[Records of labeled points]
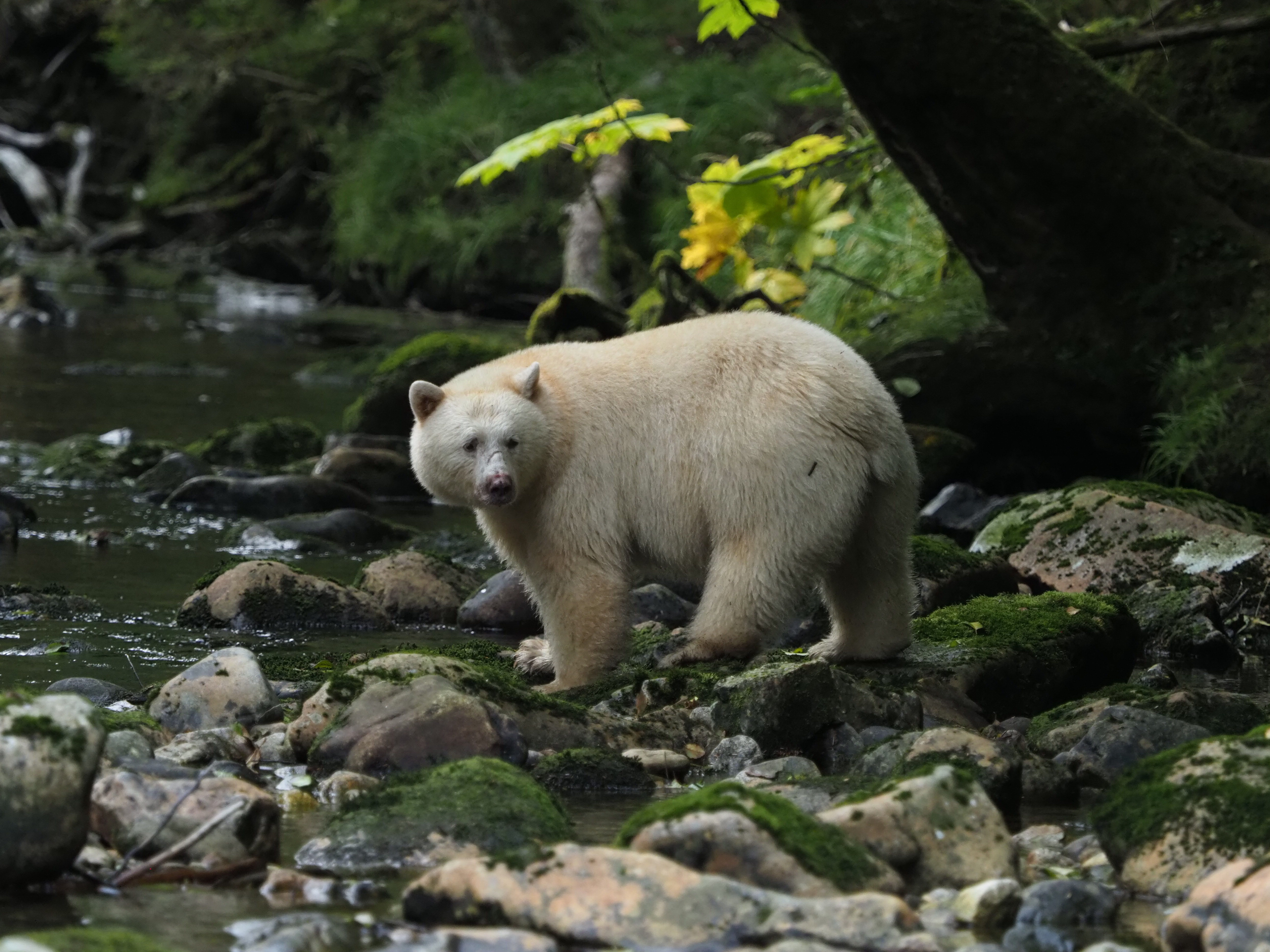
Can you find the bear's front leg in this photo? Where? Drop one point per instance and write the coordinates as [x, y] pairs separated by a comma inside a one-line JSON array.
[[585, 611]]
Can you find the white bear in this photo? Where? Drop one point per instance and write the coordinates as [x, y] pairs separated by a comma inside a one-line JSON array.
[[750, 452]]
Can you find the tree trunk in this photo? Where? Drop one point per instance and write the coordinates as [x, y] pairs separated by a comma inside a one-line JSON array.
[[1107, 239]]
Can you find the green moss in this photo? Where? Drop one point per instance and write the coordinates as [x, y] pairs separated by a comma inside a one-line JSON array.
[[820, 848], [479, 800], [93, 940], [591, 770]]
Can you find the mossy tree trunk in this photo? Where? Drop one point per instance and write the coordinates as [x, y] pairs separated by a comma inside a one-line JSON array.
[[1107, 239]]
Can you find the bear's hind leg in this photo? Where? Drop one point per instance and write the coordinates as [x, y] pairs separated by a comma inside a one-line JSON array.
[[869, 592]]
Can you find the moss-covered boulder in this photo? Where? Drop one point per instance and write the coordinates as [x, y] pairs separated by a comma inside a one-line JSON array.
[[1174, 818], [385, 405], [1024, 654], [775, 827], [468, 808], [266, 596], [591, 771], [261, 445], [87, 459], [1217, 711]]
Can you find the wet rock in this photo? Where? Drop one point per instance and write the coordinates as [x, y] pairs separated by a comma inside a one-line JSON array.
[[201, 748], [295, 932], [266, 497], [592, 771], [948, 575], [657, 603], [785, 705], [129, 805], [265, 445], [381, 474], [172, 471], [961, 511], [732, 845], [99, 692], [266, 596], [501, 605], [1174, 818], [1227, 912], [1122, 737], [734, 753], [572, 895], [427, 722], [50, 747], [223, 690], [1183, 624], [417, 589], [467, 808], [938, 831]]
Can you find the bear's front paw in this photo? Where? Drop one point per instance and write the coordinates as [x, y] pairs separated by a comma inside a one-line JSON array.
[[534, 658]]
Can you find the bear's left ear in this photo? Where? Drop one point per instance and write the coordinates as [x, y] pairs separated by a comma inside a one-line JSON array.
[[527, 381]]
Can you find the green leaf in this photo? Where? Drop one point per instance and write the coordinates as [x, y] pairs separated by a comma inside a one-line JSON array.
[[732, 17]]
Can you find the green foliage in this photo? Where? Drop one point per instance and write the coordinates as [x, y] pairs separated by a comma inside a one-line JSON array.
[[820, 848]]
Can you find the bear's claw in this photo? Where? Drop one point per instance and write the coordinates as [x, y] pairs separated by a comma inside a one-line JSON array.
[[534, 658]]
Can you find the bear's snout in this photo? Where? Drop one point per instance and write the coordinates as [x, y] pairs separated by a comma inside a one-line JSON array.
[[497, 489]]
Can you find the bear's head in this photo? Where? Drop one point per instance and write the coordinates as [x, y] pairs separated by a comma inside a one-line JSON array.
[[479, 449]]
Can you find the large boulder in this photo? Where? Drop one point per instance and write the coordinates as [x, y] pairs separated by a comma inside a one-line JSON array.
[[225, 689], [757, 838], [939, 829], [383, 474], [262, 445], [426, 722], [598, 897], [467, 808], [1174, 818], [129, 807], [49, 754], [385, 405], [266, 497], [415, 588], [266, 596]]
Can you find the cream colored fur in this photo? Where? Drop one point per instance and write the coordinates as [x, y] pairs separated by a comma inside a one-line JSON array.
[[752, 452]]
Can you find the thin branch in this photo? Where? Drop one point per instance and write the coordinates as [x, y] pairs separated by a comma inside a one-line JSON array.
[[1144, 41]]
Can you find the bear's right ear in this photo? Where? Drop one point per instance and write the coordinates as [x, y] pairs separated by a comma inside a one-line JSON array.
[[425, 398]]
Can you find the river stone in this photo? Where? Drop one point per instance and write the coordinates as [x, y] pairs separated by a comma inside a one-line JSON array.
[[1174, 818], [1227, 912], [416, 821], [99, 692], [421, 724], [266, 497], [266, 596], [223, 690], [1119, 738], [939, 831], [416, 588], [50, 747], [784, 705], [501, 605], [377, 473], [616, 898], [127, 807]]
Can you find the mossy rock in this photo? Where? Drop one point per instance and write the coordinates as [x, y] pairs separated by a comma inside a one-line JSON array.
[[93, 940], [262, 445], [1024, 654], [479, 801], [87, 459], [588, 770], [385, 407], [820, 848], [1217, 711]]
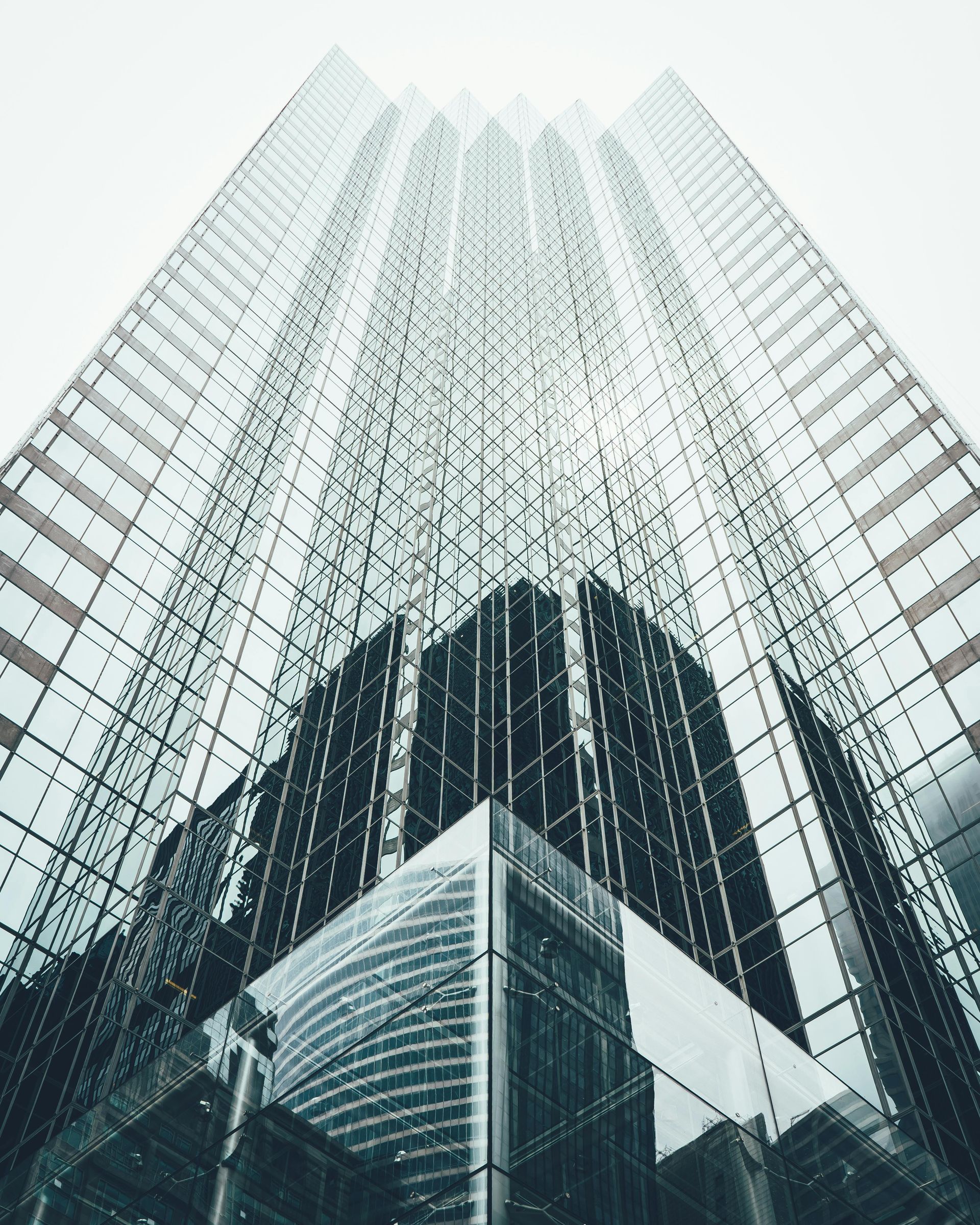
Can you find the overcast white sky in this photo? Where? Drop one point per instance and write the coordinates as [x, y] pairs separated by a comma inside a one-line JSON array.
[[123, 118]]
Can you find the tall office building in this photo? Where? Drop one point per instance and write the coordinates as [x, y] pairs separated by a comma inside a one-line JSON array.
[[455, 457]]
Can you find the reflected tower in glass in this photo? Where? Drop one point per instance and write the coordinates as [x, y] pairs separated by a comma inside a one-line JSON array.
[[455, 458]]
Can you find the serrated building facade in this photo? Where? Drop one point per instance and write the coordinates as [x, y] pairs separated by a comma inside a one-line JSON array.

--

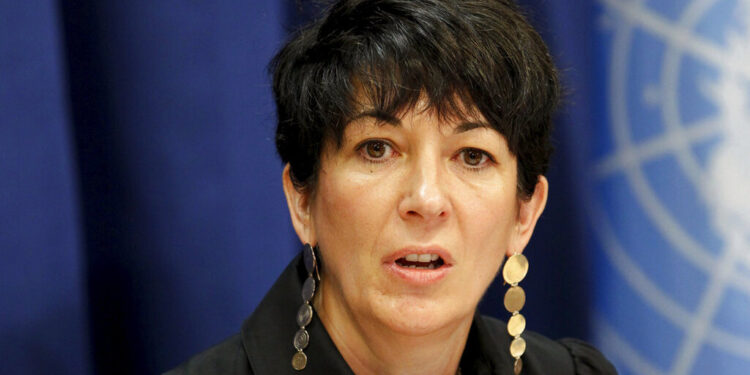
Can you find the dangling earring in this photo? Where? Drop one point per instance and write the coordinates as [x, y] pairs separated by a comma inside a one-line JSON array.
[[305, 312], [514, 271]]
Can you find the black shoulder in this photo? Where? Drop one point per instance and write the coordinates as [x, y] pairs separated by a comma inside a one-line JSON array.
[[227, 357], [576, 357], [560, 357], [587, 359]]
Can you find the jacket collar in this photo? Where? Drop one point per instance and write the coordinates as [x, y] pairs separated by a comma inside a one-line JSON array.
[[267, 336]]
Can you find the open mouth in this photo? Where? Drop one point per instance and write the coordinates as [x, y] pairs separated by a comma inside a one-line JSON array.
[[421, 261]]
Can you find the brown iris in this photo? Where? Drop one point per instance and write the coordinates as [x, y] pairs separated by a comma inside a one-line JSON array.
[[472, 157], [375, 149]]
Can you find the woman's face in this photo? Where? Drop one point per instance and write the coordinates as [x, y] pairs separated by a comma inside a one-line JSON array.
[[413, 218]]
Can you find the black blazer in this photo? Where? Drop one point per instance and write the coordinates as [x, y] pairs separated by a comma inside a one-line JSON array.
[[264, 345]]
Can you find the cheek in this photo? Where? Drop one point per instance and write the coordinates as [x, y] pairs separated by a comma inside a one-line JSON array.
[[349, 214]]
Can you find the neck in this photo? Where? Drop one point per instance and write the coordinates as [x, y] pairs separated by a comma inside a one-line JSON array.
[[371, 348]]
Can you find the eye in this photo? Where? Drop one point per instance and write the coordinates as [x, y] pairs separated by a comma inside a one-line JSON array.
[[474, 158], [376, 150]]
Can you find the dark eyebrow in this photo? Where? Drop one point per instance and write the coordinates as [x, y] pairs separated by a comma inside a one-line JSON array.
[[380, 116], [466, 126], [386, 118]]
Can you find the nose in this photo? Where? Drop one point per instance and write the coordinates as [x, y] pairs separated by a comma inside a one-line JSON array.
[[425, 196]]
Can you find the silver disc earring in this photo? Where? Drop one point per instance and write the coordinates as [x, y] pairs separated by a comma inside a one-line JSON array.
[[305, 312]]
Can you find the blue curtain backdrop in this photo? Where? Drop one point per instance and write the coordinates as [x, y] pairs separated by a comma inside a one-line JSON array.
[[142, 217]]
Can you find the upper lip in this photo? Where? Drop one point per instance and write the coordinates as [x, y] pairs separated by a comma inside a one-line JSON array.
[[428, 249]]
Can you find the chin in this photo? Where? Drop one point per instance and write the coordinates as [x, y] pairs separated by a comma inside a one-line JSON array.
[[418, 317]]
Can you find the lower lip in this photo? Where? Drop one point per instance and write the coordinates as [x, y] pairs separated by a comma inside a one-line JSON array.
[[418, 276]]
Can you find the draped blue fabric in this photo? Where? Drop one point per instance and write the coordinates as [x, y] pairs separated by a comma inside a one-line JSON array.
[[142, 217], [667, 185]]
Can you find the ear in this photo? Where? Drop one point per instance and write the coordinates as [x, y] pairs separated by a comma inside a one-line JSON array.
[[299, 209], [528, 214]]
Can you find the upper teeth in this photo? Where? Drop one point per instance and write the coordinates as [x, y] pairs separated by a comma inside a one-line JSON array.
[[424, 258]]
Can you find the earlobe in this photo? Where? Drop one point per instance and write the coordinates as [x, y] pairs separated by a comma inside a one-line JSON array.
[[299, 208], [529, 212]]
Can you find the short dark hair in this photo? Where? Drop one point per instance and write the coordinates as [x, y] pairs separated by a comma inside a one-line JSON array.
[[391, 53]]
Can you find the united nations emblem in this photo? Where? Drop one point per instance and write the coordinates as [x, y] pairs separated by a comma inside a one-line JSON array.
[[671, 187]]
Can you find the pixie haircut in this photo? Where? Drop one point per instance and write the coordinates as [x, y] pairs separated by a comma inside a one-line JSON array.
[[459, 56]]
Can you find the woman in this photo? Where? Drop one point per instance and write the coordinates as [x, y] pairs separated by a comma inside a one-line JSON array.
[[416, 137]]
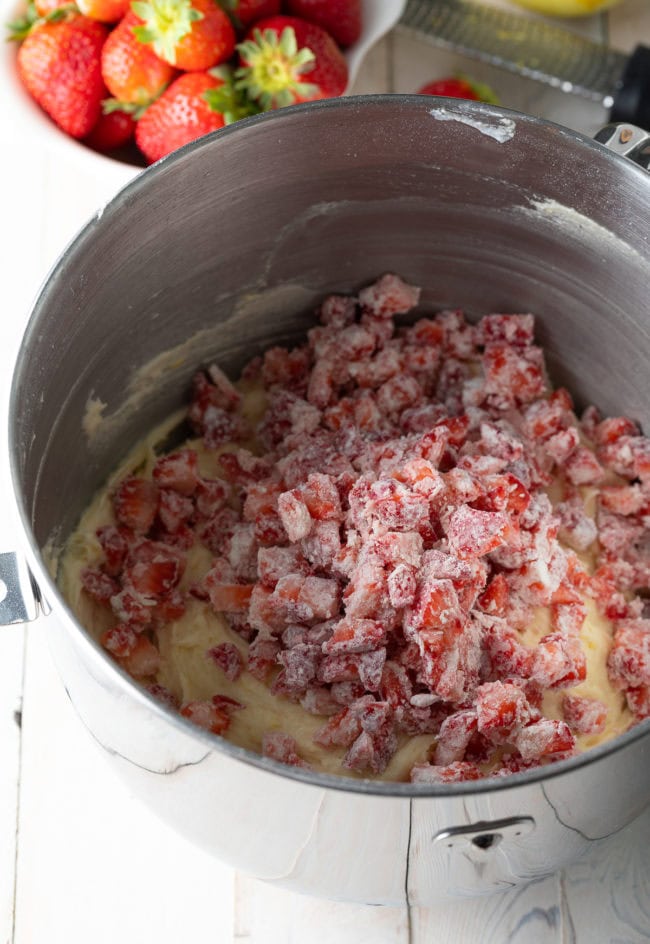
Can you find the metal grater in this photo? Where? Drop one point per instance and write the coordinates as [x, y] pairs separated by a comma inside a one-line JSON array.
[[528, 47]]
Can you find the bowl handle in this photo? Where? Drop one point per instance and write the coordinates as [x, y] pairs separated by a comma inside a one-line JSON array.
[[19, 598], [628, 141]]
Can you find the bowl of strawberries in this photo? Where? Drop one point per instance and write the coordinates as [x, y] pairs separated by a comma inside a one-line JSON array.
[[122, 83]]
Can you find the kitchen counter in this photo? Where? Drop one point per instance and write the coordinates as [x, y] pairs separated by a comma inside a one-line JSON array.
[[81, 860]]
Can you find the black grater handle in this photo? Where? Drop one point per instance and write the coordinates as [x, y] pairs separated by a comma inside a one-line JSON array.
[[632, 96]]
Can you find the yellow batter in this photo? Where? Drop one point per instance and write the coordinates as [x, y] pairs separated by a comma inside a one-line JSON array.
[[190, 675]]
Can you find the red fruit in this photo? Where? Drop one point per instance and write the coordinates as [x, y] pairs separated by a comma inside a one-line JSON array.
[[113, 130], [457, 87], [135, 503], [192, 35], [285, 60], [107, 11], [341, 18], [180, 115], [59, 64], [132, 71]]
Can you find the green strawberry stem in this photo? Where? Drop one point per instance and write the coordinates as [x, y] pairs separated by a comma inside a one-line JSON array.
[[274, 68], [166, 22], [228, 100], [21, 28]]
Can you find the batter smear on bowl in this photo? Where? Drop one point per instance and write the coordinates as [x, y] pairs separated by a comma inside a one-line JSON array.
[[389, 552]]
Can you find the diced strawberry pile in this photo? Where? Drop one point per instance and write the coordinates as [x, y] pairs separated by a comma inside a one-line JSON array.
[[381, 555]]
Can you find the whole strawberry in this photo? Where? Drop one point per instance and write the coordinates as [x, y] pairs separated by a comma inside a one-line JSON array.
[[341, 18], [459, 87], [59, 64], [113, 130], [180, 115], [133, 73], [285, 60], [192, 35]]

## Prompt
How many lines in the items above contain the string "claw", with case counting? Give only the number.

## Response to the exercise
1